Текст:

----------------

После такой подготовки меня ввели в кабинет Риббентропа. Со мной вошёл и Ликус, — как оказалось, один из немногих, пользовавшихся в то время доверием министра иностранных дел. Они были старыми друзьями, если только можно употребить такие слова по отношению к Риббентропу. Во всяком случае, они вместе учились в школе.
Я не видел Риббентропа уже несколько лет, и он показался мне сильно постаревшим. Когда мы вошли, он встал, но не вышел из-за стола и, по-наполеоновски скрестив руки, уставил на меня свои холодные голубые глаза. Перед нами был человек, который отвечал за внешнюю политику Германии и, как говорят, однажды сказал: «В истории я буду признан выше Бисмарка».
Вначале воцарилась гнетущая тишина. Наконец, Ликус произнёс несколько приятных слов, принятых в таких случаях, и мы сели вокруг стола, на котором были разложены доставленные Цицероном документы.
Риббентроп небрежно взял несколько фотографий и стал перетасовывать их, словно колоду карт. Затем он обратился ко мне:
— Итак, вы встречаетесь с этим Цицероном. Что он за человек?
Я повторил то, что от частого повторения знал уже почти наизусть, стараясь изложить самое существенное и притом как можно короче. Но Риббентроп прервал меня недружелюбным тоном:
— Совершенно ясно, что этому человеку нужны деньги. Я хочу знать, являются ли документы подлинными. Что вы думаете по этому поводу?
— Ничего нового к тому, что я уже сказал, я не могу добавить, господин министр. Я лично считаю…
— Мне нужны факты, — прервал министр. — Меня не интересует ваше личное мнение — оно едва ли может рассеять мои сомнения. Что думает по этому поводу Йенке?
— Он, как и я, считает, что документы настоящие и что этот человек явился к нам по собственной инициативе. Господин фон Папен придерживается такого же мнения.
Не успел я проговорить эти слова, как сразу понял, что совершил ошибку. Когда я упомянул имя посла, выражение лица Риббентропа стало ещё холоднее и надменнее, губы его сжались в тонкую полоску. Ликус, стоявший позади своего патрона, с укором посмотрел на меня.
Риббентроп снова заговорил, очень медленно, отрывистыми фразами.
— Я спрашиваю вас, являются ли эти документы настоящими. Если бы вы смогли убедить меня в этом, то я, может быть, простил бы вам проступок, который вы совершили однажды. Если я буду уверен, что предполагаемые разногласия между Лондоном, Вашингтоном и Москвой действительно существуют, то мне будет ясно, что предпринять. Вот что важно. Но мне нужны факты, молодой человек, факты, а не личное мнение — ваше или чьё-либо ещё. Чувствуете ли вы способным справиться с этим заданием? Или лучше послать в Анкару кого-нибудь другого?
Меня так и подмывало ответить: «Обязательно пошлите кого-нибудь другого, господин министр. Я устал до смерти, проводя за работой бессонные ночи. И за все это со мной обращаются как с мальчишкой!»
Но я промолчал. Долго ли ещё мне смотреть на неприятное лицо министра и слушать его резкий голос? Как бы я хотел, чтобы он встал и объявил об окончании беседы.

----------------

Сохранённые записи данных
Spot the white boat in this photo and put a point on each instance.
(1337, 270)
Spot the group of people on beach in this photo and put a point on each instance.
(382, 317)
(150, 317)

----------------

Задача 1: Какую фразу, согласно тексту, однажды будто бы произнёс Риббентроп?
Задача 2: Перепишите из текста фрагмент без изменений, начиная со слов «Вначале воцарилась гнетущая» и далее до слов «доставленные Цицероном документы.».
Данные представляют собой отдельный материал и с текстом не связаны.

Полный ответ 1: «В истории я буду признан выше Бисмарка».

Полный ответ 2:
Вначале воцарилась гнетущая тишина. Наконец, Ликус произнёс несколько приятных слов, принятых в таких случаях, и мы сели вокруг стола, на котором были разложены доставленные Цицероном документы.